_ページ本文_
....

雑感

どうもCOVID-19の感染力は想像以上のようで、日本国内の実際の感染者数は数万オーダーであろうなという感じ(公式に確認された感染者数はクルーズ船を除いて4月17日12時時点で9167人*1)。
検査体制が整っている国ほど感染者数が増えてる印象もあり、日本でも検査体制を強化するほどに感染者数が増えている。
来院患者の検査を強化しても来院しない軽症者や無症状の感染者が感染を広げ続けているのも確かだろう。

ただ、検査体制を十分確保していれば、来院患者中の感染者を発見することはできるし、付随的に感染者と濃厚接触した者を検査することもできるので、来院しない感染者による感染拡大をある程度抑え込めるとは思う。つまり、感染経路の追えない陽性者が確認されたら、そこからつながる感染疑いのある人を追跡でき、拡大を阻止できることが見込める。検査を抑制していると、そういう感染源になっている患者を見逃す可能性が高くなるのが問題。

....

_抜き出した情報_

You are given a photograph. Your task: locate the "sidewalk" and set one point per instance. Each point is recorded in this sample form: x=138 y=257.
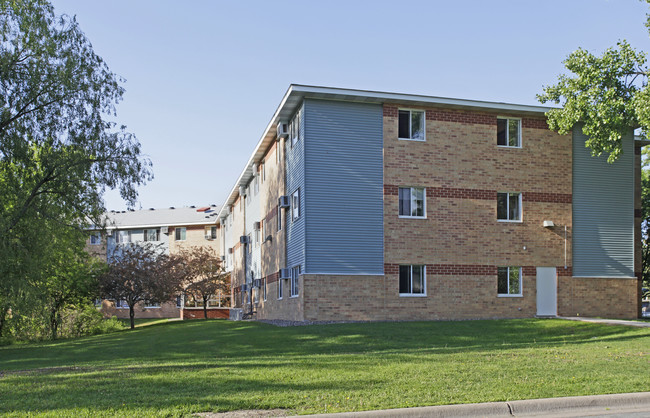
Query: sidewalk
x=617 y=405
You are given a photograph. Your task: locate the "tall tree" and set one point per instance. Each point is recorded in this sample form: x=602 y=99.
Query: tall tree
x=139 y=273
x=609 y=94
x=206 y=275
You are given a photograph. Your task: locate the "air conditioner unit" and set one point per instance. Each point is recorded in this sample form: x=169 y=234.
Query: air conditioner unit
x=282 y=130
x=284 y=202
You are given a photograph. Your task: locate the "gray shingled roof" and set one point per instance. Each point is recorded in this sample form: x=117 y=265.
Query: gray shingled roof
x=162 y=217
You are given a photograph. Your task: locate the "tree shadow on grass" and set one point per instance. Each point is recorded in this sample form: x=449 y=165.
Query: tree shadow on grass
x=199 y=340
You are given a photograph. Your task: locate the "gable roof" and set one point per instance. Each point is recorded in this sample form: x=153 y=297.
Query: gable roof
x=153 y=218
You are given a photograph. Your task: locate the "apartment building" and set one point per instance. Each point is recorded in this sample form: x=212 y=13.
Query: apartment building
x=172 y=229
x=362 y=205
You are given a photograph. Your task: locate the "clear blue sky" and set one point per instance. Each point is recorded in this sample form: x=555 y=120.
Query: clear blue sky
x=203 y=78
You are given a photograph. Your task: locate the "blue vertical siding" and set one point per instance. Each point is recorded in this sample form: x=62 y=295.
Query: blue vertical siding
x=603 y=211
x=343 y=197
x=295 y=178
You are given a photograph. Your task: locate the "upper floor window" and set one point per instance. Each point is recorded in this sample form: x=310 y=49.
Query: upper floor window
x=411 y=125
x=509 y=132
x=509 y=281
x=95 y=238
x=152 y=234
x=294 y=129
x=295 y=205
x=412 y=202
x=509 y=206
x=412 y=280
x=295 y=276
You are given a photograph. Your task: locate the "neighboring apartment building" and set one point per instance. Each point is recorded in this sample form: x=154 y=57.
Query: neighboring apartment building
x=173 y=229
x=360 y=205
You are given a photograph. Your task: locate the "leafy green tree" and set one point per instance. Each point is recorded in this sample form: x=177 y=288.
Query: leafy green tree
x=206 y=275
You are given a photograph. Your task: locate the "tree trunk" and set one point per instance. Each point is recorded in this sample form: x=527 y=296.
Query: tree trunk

....

_問題_
ページ本文の「どうもCOVID-19の感染」から「げ続けているのも確かだろう。」までを、一字も変えずにすべて書き写してください。

_解答_
どうもCOVID-19の感染力は想像以上のようで、日本国内の実際の感染者数は数万オーダーであろうなという感じ(公式に確認された感染者数はクルーズ船を除いて4月17日12時時点で9167人*1)。
検査体制が整っている国ほど感染者数が増えてる印象もあり、日本でも検査体制を強化するほどに感染者数が増えている。
来院患者の検査を強化しても来院しない軽症者や無症状の感染者が感染を広げ続けているのも確かだろう。